The task - Copy every one of the lines below word for word, changing nothing.
─── Entries shown
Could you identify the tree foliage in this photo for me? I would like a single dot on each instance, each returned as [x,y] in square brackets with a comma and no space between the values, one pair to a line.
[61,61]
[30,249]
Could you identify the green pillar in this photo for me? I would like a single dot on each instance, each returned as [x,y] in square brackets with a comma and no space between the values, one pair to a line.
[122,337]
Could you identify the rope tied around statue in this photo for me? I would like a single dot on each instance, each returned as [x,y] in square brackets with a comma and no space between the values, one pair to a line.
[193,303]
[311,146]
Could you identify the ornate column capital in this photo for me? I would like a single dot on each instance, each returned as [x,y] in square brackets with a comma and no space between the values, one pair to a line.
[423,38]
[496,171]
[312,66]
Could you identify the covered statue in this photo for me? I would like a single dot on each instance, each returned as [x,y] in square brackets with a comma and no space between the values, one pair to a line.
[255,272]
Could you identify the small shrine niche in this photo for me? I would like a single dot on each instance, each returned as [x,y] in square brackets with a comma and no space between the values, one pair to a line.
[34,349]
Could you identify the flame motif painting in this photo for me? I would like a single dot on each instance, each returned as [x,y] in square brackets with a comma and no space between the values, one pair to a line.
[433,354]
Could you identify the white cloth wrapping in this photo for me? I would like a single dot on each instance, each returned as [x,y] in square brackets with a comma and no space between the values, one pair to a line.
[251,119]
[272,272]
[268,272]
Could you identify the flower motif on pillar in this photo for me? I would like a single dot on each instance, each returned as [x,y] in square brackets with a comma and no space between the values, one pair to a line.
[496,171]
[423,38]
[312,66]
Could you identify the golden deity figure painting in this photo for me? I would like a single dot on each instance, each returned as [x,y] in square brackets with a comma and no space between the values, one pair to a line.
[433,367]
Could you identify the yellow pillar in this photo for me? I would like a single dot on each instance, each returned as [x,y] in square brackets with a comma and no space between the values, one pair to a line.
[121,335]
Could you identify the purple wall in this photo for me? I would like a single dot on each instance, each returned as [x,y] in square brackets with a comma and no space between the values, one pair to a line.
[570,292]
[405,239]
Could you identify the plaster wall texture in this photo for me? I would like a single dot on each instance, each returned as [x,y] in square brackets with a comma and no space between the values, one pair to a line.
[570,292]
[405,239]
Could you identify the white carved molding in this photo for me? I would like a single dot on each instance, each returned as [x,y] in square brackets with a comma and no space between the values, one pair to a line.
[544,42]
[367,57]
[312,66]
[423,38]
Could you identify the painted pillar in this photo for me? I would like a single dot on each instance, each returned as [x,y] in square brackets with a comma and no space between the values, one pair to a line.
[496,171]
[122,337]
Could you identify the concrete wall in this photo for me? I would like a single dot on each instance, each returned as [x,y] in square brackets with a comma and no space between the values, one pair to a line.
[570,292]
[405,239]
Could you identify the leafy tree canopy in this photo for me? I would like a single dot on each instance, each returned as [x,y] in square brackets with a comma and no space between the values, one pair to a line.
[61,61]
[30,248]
──────
Output below -
Could you identify the tree foliage in this photo for me? I would like a single dot on each instance, each returned as [x,y] in square brackets with a comma and no space between the values, one pair to a line.
[61,61]
[30,249]
Could you identify the green pillar in this photo for me? I would like a single dot on each instance, each returned as [x,y] in square brackets with a comma and no space between the values, one pair to a line.
[122,337]
Could you identify the rope tied around statue in this photo for me? I would like a single dot on each instance, each returned as [x,y] in square brackets with a comma and no space between the values, one pair to a line.
[193,303]
[311,146]
Could you identify the ornate column capital in this photo for me? I would like a single dot on each instance, each returned as [x,y] in square brackets with a comma and no space between the values, one pair to a line.
[423,38]
[496,171]
[312,66]
Could you identify the covered statue in this photo for me? I would like a single dot on each instance, each returned as [x,y] in square brackets with a comma and no space between the values, one pair to a line.
[255,272]
Could you identify the small shrine niche in this photo for me? I would like a single dot on each instance, each returned as [x,y] in square brackets with a comma and no space between the values, one pair to a line.
[34,349]
Could you identify the flame motif painting in this photo for me? I would like a single dot on each instance, each returned as [x,y] in square brackets with a comma and no space between the values, one pair to a line.
[433,354]
Could you identify the white cloth wrapping in this photo for me? I would like a single dot on each instance, each returned as [x,y] in square brackets with a comma and no space between the values, one pair to a line.
[251,119]
[272,272]
[268,272]
Could you identify the flower motif on pillar in this photo for me? I would like a single dot on each instance, each returned as [x,y] in square brackets with a comma and no space between the values, one pair to a line.
[496,171]
[423,38]
[312,66]
Could you identify the golden deity figure painting in this photo for me? I would like a single dot on each instance, each returned as [x,y] in square brackets with a comma and no space between the values, one pair to a line.
[433,367]
Could you identify the yellow pillar in this photo for me? I would like a single dot on each instance, each returned as [x,y] in square brackets with a comma and no space between the values, one pair to a line.
[121,335]
Could you identify the purple wall in this photo for me? I would like a single dot on each instance, each returned as [x,y] in square brackets with a comma and no space between the values, one pair to a line.
[570,292]
[405,239]
Could you identify the plaster wall texture in this photo for me? I would like a single dot on each instance, each returned as [x,y] in square brackets with a comma and no space between the values, one pair to a line.
[570,292]
[405,239]
Could you identify the white carved molding in this photo for me? I would like a single dot on each instance, each returned as [x,y] in square brackets with a comma and no space between the values, one pair to a line.
[544,42]
[367,57]
[312,66]
[423,38]
Could you identify the painted pillar in this photo for me? I would like a single dot on each instance, each returned as [x,y] in square brackets with a comma and no space between the values, one pair to a line.
[496,171]
[122,337]
Could you identify the concrete wall in this photo for me? I would like a single dot on each instance, each returned as [x,y] in square brackets with a comma and no space between the values, one pair to a line.
[570,292]
[405,239]
Could you identify the leafy tree canopy in this photo for me? I would like a single dot on each instance, each returned as [x,y] in square brackets with a comma and no space between the values, one pair to a line.
[61,61]
[30,248]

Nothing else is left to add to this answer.